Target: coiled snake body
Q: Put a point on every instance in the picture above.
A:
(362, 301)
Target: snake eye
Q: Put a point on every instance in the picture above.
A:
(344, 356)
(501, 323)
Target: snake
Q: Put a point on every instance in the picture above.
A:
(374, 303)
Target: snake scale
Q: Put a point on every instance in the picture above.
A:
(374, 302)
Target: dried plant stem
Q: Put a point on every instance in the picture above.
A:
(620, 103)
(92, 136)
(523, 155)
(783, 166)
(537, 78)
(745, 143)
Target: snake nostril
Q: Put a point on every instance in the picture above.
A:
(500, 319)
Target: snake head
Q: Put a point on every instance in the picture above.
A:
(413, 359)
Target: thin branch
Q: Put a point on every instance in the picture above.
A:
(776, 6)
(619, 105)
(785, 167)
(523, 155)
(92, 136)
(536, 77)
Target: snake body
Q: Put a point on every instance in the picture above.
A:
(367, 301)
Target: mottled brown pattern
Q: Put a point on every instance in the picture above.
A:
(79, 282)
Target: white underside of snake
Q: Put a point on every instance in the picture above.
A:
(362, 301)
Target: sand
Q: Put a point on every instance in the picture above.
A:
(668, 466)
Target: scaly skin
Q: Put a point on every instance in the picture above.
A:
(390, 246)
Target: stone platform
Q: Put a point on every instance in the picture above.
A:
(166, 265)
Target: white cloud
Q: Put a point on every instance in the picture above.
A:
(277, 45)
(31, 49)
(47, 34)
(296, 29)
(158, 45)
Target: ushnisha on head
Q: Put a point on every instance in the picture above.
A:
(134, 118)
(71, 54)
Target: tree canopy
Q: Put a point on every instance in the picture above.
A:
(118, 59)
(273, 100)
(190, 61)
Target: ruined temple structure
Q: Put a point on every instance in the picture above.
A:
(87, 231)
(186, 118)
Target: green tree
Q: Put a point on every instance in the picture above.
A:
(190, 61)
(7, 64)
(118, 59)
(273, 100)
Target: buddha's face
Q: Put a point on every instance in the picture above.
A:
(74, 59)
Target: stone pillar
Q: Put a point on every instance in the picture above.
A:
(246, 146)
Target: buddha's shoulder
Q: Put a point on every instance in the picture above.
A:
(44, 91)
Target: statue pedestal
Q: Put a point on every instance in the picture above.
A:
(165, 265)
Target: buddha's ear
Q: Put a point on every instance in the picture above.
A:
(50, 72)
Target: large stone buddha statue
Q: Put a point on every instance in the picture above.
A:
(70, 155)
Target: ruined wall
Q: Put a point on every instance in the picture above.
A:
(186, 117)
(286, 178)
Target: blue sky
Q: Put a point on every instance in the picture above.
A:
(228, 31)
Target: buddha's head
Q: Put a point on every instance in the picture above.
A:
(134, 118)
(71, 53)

------------------------------------

■ **Exercise details**: Read through the entries above, and wherever a line holds the string "white", copy it.

■ **Answer to this problem**:
Target: white underside of snake
Target: white cloud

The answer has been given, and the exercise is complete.